#### Exercise instructions
Rewrite the passage of the article on federal budget scoring from "The errors were" up to and including "by $109 billion.", replacing "errors" with "mistakes" throughout.

Doesn't Anybody Know the Score?
by Newt Gingrich and Peter Ferrara
While Katrina relief has now jumbled the numbers, the rapidly declining federal deficit projections this past summer revealed a critical challenge for national economic policy making. Once again, they showed that the scoring of the effects of major policy changes performed by the Office of Management and Budget and the Congressional Budget Office were highly erroneous.
The errors were not random. They were strongly and consistently biased against pro-market, pro-growth reforms, and they are the long-recognized results of outdated methodologies employed by federal scoring agencies. The end result is that such errors greatly hamper or prevent Congress from adopting policies that would maximize economic growth and personal prosperity.
In February, for example, OMB projected a federal budget deficit of $427 billion for the current 2005 fiscal year (ending in October). A few months later, in July, OMB projected the deficit at $333 billion. The February projection was off by almost $100 billion, or 28%. This episode is not unique. In February 2004, OMB's projected deficit (for fiscal year 2004) was off by $109 billion.
CBO is no different. In March, CBO projected a deficit of $394 billion for the current fiscal year. Last month, its projected deficit was $331 billion. CBO's numbers changed by $63 billion in five months. The changes in these federal deficit projections resulted because OMB and CBO had projected massive losses from the 2003 Bush tax cuts. Those losses never happened. Thus, in February 2003, OMB projected federal revenues of $2.135 trillion for fiscal year 2005. That was before the Bush tax cuts. Now OMB projects that, with the tax cuts, federal revenues for 2005 will be $2.140 trillion -- slightly more than the revenues it projected before the tax cut.

#### Material supplied
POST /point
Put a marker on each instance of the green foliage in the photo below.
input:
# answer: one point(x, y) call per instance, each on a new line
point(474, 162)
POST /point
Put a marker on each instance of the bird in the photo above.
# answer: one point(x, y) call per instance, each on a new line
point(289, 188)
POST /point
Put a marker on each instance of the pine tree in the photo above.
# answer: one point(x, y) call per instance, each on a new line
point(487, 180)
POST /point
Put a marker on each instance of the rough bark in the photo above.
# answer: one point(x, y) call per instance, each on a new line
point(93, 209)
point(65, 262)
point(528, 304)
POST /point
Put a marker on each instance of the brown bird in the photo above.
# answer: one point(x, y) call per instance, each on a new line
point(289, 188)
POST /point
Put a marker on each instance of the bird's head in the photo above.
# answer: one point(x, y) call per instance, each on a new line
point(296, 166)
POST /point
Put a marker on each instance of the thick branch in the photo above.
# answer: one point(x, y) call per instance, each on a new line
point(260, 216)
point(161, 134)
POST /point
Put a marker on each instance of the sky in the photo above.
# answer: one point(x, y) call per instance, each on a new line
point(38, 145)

...

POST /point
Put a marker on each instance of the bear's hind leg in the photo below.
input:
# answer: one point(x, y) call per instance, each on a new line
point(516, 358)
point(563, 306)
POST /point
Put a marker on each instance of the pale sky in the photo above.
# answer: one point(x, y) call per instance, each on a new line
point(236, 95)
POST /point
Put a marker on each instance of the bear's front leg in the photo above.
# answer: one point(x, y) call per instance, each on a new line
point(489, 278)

#### Answer for this exercise
The mistakes were not random. They were strongly and consistently biased against pro-market, pro-growth reforms, and they are the long-recognized results of outdated methodologies employed by federal scoring agencies. The end result is that such mistakes greatly hamper or prevent Congress from adopting policies that would maximize economic growth and personal prosperity.
In February, for example, OMB projected a federal budget deficit of $427 billion for the current 2005 fiscal year (ending in October). A few months later, in July, OMB projected the deficit at $333 billion. The February projection was off by almost $100 billion, or 28%. This episode is not unique. In February 2004, OMB's projected deficit (for fiscal year 2004) was off by $109 billion.